- Task
Every line with the string "lamp" must be copied from the entries below.

#### Data provided ####

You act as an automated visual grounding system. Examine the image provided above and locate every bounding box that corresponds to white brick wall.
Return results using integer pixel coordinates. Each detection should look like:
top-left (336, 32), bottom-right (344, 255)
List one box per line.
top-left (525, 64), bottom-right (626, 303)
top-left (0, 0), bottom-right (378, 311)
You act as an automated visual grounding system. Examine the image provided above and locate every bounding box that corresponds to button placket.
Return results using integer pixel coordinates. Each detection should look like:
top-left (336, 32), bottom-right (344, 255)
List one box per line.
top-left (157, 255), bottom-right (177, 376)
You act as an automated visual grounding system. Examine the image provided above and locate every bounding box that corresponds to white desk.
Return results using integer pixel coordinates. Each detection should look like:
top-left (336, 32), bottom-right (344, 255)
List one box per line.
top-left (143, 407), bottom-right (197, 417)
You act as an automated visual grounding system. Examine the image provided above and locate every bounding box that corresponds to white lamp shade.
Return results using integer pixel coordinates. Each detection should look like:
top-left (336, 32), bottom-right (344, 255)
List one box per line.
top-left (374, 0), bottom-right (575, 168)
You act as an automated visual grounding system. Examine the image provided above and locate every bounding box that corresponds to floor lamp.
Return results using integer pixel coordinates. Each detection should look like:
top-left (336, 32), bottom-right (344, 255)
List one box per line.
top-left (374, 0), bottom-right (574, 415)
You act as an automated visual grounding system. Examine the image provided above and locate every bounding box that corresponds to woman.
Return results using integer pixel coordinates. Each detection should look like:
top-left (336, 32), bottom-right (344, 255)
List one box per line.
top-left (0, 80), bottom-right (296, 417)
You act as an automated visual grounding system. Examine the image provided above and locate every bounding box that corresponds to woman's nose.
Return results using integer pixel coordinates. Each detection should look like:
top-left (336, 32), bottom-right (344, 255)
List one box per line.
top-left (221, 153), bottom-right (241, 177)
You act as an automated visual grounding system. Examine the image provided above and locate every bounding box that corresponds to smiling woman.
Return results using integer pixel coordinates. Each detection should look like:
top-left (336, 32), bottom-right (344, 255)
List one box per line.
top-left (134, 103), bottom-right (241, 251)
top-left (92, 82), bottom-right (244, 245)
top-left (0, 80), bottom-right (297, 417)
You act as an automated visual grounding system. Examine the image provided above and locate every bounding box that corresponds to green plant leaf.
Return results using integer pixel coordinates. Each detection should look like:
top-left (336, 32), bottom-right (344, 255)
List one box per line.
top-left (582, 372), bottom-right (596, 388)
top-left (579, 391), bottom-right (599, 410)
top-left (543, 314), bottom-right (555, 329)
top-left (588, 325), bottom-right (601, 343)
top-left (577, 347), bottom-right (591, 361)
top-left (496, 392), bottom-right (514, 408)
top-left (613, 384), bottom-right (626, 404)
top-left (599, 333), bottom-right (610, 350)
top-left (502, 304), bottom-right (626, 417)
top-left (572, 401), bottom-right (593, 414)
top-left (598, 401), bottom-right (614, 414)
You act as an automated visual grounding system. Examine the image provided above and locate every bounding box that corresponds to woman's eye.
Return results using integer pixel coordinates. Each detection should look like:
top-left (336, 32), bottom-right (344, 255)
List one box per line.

####

- Written solution
You act as an automated visual grounding system. Examine the image provided above and locate every bounding box that corresponds to white lamp shade.
You act as an automated visual grounding system. Examine the image provided above and locate every bounding box that corresponds to floor lamp.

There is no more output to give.